• [TASK DIRECTIONS] Select, from the material below, each line with "silver" in it.

----- TASK MATERIAL

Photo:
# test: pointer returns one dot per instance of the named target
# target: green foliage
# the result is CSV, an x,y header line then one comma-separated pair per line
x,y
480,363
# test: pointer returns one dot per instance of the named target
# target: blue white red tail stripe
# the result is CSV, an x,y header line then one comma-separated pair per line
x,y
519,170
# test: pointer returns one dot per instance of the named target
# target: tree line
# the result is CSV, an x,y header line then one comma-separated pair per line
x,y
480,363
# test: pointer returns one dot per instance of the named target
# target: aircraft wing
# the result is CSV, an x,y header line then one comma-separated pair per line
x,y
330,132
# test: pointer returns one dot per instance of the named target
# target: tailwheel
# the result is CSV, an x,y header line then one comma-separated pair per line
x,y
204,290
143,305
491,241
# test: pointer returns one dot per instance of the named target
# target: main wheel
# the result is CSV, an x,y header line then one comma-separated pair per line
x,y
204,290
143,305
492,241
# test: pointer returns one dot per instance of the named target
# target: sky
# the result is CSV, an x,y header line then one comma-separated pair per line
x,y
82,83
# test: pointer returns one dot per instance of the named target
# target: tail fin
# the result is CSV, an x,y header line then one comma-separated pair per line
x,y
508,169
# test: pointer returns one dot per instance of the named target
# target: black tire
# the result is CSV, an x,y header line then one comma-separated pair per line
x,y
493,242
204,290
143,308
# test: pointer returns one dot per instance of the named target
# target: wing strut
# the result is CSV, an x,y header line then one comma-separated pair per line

----------
----- TASK MATERIAL

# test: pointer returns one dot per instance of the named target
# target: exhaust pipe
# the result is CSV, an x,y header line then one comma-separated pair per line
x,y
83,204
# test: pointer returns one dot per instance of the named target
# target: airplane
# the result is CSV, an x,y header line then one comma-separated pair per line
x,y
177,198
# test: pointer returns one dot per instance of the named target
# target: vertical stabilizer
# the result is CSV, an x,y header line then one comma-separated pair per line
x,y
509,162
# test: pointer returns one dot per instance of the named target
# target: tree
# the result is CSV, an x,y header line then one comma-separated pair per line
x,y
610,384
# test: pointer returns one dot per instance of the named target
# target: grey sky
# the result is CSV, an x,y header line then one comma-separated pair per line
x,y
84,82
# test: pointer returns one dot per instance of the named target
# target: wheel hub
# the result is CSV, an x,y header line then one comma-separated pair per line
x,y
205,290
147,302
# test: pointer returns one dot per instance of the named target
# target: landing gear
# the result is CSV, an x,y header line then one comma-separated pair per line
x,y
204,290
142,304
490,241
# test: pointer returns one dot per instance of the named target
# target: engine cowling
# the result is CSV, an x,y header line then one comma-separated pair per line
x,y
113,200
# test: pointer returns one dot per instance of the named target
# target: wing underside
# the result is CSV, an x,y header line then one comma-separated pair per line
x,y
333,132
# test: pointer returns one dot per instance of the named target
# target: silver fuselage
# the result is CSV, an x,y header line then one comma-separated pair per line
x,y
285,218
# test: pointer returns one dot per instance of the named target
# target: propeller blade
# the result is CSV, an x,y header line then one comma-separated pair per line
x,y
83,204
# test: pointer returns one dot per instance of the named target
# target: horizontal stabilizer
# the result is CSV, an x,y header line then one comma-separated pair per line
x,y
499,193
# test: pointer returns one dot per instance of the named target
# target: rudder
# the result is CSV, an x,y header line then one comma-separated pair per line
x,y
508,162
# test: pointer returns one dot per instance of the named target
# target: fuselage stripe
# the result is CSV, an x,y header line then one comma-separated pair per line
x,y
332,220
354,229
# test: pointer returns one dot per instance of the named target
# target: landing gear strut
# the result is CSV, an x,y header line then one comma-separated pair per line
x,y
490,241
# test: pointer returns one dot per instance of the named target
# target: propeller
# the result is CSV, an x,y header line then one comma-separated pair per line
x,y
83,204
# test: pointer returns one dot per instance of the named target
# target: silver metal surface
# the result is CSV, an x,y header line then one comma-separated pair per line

----------
----- TASK MATERIAL

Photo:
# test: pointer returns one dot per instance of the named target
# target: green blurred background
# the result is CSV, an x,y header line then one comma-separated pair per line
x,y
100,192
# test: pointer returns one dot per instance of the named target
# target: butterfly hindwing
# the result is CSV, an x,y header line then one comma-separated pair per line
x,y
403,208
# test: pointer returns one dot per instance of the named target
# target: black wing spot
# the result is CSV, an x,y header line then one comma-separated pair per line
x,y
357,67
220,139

----------

• [RESULT OF THIS EXERCISE]
# target: silver fuselage
# target: silver metal surface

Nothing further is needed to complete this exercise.